═══ Kutipan Teks

Pemogokan pun berlangsung hingga keesokan harinya, dimana di hari ke dua ini, 
Asih beralih posisi menjadi tim negosiasi, bersama beberapa teman perwakilan 
dari bagian-bagian lain. Tim nego mencoba mengajak berunding pihak perusahaan, 
namun ditolak oleh managemen perusahaan, dan setelah melakukan pertemuan besar 
diantara buruh, akhirnya semua bersepakat untuk mendatangi Kantor Depnaker 
Pusat di Jln. Gatot Subroto--waktu itu Yakob Nuwawea yang menjabat sebagai 
Menteri Tenaga Kerja—

Berkat kekompakan dan semangat juang yang tinggi, akhirnya pada hari ke tiga, 
pihak Depnaker mendatangi pihak Perusahaan, dan kemudian melakukan perundingan 
bersama—tripartite—yaitu antara pihak buruh, management dan beberapa utusan 
dari Depnaker Pusat.

Meskipun perundingan berlangsung alot, akhirnya 75 % tuntutan buruh dipenuhi 
oleh management, antara lain : persoalan air, sholat, cuti haid, cuti tahunan, 
uang transpot, uang makan, denda (potongan uang rijek) di hapuskan, mutasi dan 
tunjangan gaji berkala.

Hari ke empat, semuanya kembali masuk bekerja dengan perasaan puas dan bangga.

══════
═══ Data yang Diberikan

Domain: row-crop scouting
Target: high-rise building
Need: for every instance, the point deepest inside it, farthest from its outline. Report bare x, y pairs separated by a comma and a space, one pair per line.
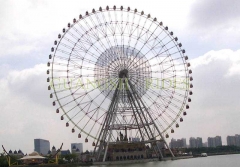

══════

**Soal 1:** Salin dengan tepat bagian teks tentang pemogokan buruh, mulai dari "Meskipun perundingan berlangsung" dan berakhir pada "tunjangan gaji berkala.".
**Soal 2:** Ubah paragraf dalam teks tentang pemogokan buruh yang diawali "Meskipun perundingan berlangsung alot" menjadi daftar singkat yang memuat fakta-fakta utamanya.

**Pembahasan Jawaban 1:**
Meskipun perundingan berlangsung alot, akhirnya 75 % tuntutan buruh dipenuhi 
oleh management, antara lain : persoalan air, sholat, cuti haid, cuti tahunan, 
uang transpot, uang makan, denda (potongan uang rijek) di hapuskan, mutasi dan 
tunjangan gaji berkala.

**Pembahasan Jawaban 2:**
- Perundingan berlangsung alot.
- Manajemen akhirnya memenuhi 75% tuntutan buruh.
- Tuntutan yang dipenuhi antara lain menyangkut air, salat, cuti haid, cuti tahunan, uang transpor, uang makan, mutasi, dan tunjangan gaji berkala.
- Denda berupa potongan uang rijek dihapuskan.